Start of STORED RECORDS

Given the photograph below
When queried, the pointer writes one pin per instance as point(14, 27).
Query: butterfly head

End of STORED RECORDS
Start of STORED RECORDS

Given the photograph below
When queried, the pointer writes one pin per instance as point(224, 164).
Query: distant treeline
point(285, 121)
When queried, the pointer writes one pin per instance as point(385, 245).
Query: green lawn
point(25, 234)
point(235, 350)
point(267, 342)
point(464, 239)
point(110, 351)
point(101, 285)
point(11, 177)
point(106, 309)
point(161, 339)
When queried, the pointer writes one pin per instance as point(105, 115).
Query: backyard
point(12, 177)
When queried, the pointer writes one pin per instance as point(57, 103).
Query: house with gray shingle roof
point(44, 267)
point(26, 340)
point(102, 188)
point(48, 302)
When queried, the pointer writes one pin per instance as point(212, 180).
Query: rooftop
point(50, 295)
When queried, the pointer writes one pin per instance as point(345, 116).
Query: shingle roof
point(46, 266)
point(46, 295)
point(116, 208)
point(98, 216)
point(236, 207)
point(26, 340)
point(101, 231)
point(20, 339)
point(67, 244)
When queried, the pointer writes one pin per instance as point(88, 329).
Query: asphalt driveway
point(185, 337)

End of STORED RECORDS
Start of STORED RECORDS

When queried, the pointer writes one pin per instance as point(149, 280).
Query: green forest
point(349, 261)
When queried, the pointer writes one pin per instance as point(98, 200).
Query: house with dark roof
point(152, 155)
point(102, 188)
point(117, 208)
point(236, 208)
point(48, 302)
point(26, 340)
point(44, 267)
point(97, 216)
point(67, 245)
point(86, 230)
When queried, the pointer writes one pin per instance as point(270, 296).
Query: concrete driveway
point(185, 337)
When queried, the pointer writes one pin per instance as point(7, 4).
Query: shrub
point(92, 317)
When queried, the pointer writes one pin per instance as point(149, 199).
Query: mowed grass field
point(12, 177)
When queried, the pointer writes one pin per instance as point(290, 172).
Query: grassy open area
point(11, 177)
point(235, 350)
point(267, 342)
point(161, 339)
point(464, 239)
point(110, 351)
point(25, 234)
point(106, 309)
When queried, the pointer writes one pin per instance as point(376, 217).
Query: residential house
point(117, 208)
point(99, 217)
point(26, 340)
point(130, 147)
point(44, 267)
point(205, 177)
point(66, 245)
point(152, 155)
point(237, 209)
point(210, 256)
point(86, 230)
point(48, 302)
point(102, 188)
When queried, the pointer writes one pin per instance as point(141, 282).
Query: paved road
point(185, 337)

End of STORED RECORDS

SHORT TASK> From the items above, pull out every line that contains the string "shingle" and copy each one; case counts.

EXERCISE OUTPUT>
Query: house with gray shingle roof
Query: shingle roof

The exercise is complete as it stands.